* Task instructions *
Count the lines of the material below that contain the string "cactus", and reply with that number alone.

* Available records *
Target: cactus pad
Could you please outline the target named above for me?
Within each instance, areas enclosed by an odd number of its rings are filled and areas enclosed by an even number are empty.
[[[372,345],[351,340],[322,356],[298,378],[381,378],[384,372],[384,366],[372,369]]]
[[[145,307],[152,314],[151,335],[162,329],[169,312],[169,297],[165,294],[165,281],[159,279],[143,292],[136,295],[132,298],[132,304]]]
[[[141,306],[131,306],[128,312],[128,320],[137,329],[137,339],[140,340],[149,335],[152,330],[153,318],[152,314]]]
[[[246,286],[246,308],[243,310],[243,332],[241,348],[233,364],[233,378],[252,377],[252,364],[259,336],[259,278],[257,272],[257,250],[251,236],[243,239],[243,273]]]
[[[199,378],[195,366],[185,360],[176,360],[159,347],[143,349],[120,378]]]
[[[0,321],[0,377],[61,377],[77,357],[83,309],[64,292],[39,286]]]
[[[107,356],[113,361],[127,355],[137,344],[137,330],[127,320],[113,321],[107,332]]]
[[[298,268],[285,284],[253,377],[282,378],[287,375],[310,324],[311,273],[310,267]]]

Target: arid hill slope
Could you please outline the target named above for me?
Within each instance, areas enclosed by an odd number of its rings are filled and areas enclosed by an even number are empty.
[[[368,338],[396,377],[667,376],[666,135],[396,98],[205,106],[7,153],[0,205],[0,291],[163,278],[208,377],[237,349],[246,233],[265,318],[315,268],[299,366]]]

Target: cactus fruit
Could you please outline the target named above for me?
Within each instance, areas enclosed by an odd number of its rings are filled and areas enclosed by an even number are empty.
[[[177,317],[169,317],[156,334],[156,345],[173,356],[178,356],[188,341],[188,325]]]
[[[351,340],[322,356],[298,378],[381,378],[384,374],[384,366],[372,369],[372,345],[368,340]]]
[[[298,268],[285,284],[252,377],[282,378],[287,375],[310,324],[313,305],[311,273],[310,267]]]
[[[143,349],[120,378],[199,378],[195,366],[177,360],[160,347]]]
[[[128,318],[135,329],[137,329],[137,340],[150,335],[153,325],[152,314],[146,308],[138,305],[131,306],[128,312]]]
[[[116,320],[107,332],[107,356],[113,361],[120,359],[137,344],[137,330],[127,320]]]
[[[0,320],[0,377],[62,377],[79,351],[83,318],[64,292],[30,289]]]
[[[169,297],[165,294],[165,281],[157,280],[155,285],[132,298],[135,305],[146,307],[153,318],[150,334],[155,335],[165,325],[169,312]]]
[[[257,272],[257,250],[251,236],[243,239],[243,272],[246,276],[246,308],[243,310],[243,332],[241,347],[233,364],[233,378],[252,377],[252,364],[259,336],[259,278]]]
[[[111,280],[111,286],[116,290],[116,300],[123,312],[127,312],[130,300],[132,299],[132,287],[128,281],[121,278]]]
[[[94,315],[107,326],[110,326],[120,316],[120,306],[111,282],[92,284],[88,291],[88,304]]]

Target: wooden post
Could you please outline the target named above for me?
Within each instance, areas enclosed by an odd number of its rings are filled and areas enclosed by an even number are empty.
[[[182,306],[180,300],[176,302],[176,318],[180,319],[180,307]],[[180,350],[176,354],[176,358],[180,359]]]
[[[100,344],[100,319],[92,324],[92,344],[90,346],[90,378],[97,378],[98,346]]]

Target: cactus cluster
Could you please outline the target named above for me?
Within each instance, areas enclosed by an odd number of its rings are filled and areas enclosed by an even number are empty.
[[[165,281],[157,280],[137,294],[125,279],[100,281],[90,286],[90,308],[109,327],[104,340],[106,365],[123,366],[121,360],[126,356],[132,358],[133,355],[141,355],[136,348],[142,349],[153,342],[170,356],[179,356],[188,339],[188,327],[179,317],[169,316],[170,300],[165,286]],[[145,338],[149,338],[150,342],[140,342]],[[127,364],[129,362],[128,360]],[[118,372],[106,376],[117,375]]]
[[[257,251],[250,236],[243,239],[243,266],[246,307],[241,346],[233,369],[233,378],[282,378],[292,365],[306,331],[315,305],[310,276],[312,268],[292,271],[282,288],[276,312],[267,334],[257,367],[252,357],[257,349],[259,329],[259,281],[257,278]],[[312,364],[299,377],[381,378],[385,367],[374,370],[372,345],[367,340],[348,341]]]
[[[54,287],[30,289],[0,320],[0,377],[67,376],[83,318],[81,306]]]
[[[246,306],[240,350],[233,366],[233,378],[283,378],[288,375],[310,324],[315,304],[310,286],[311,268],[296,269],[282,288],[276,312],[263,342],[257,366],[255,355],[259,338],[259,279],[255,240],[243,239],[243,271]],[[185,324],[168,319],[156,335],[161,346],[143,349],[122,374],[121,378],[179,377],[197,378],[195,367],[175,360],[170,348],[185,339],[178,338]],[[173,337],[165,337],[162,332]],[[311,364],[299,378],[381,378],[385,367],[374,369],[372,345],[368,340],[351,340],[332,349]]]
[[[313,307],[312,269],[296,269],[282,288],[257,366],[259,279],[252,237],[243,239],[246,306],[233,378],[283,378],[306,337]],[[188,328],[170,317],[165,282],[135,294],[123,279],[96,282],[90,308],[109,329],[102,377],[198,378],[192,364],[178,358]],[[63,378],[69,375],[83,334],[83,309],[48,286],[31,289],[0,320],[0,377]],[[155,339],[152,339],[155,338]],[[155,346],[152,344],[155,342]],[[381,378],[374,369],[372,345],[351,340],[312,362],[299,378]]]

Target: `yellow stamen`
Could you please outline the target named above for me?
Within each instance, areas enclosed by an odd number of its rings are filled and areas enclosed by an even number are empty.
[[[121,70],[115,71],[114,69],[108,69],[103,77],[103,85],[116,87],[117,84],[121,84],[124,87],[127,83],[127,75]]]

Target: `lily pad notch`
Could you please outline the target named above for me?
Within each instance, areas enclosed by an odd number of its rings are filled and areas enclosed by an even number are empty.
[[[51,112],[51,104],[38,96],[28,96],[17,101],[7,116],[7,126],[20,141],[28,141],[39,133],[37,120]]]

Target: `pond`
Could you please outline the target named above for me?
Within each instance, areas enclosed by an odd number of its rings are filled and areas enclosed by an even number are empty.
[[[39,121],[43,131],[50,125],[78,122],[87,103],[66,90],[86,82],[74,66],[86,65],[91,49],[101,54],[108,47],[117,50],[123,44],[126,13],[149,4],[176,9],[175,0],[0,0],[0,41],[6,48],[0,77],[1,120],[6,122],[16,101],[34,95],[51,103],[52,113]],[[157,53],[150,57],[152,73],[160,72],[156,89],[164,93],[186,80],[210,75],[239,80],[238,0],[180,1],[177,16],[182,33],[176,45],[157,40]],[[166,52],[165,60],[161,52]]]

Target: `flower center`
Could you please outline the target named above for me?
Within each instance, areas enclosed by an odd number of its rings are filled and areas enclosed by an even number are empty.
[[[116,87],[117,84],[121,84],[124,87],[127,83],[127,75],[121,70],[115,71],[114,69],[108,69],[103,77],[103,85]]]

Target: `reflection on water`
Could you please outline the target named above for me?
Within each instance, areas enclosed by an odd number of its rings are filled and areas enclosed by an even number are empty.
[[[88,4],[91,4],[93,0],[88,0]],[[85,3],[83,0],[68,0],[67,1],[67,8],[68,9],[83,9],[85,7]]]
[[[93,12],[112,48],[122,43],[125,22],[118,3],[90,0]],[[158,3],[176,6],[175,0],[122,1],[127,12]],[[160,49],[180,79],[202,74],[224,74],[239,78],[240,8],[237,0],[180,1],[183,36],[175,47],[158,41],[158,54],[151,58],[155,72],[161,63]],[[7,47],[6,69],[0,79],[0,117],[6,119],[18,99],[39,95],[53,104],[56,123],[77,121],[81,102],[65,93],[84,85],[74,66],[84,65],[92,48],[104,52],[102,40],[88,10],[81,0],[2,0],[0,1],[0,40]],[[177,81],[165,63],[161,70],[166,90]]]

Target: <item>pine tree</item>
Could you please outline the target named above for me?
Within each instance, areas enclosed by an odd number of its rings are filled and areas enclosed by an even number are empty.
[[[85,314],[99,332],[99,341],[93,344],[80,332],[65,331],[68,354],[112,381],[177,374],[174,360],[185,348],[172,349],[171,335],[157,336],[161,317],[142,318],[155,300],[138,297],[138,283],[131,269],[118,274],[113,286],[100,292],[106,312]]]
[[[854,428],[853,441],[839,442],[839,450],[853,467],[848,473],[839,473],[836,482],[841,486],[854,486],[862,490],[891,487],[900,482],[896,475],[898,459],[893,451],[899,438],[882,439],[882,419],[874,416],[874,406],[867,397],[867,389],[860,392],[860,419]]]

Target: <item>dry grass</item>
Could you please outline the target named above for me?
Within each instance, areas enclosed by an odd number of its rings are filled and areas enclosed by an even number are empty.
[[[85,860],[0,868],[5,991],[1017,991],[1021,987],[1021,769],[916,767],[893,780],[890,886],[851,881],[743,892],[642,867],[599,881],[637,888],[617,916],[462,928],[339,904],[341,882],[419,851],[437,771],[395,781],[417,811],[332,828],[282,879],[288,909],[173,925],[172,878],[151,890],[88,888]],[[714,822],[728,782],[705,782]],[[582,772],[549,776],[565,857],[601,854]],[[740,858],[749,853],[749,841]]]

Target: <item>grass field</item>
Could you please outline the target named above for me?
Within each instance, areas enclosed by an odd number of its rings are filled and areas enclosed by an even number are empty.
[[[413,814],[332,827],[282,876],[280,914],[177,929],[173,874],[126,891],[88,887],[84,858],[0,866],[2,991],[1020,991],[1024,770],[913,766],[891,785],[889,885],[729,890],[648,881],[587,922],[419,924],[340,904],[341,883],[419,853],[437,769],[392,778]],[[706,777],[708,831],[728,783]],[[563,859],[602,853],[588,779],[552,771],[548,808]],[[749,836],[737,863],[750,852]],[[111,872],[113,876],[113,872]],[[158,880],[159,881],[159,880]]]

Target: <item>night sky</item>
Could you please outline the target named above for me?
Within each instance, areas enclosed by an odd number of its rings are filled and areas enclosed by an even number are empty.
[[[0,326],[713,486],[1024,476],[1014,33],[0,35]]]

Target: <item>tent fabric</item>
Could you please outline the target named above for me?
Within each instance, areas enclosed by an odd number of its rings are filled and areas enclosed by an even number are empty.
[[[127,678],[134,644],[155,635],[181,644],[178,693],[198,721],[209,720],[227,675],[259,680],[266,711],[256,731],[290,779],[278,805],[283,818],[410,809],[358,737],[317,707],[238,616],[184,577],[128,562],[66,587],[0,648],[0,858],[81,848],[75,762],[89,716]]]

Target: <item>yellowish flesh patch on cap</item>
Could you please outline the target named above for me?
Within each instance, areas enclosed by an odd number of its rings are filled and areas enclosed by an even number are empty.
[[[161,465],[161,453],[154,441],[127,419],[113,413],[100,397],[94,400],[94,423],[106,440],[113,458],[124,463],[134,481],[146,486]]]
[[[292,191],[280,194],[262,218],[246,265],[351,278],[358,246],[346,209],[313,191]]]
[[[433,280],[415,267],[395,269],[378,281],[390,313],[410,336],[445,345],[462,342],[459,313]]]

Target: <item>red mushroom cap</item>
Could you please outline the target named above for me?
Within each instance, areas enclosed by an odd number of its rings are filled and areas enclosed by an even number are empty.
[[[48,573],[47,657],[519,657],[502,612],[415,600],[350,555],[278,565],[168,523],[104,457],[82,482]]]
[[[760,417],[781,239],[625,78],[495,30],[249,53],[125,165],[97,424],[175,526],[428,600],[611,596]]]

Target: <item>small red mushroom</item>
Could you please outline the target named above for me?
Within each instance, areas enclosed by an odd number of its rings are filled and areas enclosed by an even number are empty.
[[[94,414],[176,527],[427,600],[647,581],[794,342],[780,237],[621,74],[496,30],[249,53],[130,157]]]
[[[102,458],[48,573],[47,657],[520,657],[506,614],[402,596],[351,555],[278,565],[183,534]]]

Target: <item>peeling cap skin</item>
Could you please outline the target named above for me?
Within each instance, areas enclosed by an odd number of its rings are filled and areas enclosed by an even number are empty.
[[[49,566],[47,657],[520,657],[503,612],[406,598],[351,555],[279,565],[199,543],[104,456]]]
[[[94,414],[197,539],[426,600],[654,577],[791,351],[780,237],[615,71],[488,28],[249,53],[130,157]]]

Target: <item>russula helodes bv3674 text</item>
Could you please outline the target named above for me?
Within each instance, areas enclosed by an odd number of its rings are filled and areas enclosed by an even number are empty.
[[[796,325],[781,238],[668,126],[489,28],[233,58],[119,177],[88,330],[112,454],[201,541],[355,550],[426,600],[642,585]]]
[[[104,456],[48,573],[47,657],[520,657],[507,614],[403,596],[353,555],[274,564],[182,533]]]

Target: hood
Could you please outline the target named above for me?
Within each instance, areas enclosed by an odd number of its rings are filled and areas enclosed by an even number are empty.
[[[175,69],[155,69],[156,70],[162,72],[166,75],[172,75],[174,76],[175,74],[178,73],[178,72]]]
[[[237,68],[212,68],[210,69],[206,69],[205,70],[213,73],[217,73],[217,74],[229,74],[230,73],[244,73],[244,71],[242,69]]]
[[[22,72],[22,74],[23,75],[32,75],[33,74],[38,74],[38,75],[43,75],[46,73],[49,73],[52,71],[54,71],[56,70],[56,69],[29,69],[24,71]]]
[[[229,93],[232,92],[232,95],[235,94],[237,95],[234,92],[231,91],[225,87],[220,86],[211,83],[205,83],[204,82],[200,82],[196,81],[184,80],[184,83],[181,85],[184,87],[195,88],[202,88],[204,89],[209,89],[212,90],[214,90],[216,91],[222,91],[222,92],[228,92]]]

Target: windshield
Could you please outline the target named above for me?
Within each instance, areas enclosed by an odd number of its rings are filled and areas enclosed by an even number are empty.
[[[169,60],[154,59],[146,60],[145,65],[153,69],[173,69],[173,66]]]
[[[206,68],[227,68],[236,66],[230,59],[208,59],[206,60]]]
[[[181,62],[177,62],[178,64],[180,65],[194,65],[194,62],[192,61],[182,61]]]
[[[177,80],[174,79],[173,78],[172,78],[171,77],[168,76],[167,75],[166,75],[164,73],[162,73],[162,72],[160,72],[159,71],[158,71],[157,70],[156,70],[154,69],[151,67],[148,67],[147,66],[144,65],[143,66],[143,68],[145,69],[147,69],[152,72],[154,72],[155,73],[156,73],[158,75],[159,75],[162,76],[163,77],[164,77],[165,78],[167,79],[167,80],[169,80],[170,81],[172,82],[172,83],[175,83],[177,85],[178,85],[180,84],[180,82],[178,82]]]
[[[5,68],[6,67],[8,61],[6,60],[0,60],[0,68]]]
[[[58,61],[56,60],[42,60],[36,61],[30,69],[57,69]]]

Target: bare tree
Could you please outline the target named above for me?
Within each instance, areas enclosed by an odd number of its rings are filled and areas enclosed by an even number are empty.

* Solved problem *
3